### [Direction a]
Could you output the passage of the text on Canada's Minister of National Defence for Air, starting with "No separate department" and going on through "any inter-service matters.", copied word for word?

### [Provided text]

################

= Minister of National Defence for Air (Canada) =

The Minister of National Defence for Air was the Canadian cabinet minister responsible for all matters related to military air services during World War II, notably the then-rapidly expanding Royal Canadian Air Force. The post was created by the 1940 War Measures Act, which specifically amended the National Defence Act of 1923. The Minister of National Defence for Air also served as President of the Air Council.

No separate department (ie: Department of National Defence for Air) was created, and the Minister of National Defence had overruling authority in any inter-service matters.

The post was merged into the current post of the Minister of National Defence in 1946.

==Ministers==
- Charles Gavan Power 1940–1944
- Angus Lewis Macdonald 1944–1945 acting
- Colin William George Gibson 1945 acting
- Colin William George Gibson 1945–1946

From 12 July 1940, Power held a dual-appointment as Associate Minister of National Defence.

################

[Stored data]
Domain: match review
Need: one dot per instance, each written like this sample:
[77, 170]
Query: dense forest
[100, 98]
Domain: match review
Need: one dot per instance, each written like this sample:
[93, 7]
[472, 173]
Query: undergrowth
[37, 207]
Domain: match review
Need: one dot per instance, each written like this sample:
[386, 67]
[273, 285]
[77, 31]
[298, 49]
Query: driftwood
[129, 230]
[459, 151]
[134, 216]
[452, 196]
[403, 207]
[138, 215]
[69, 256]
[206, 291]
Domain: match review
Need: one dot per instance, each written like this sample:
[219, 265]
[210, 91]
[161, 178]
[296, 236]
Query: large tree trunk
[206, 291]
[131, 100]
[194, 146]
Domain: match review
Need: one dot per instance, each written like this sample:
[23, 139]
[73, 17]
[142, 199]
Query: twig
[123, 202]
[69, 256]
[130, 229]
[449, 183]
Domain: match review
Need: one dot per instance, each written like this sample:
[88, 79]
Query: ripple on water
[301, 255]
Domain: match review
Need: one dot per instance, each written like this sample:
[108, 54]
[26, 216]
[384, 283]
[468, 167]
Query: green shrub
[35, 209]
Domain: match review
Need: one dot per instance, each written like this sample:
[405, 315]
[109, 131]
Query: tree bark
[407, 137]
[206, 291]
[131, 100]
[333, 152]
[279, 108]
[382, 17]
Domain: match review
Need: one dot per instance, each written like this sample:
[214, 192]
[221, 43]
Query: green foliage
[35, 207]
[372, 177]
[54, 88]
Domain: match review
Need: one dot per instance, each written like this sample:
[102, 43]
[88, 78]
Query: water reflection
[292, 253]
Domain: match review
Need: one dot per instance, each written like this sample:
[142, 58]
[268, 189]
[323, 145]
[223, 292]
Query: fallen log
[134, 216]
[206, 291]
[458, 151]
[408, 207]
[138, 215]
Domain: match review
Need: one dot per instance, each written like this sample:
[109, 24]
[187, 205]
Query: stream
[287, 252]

################

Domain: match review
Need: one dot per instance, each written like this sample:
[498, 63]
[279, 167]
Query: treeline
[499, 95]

################

### [Direction b]
Which lines of the records contain the string "water"? Pick out each one in full, treating uppercase and lowercase as different.

### [Response a]
No separate department (ie: Department of National Defence for Air) was created, and the Minister of National Defence had overruling authority in any inter-service matters.

### [Response b]
Query: ripple on water
Query: water reflection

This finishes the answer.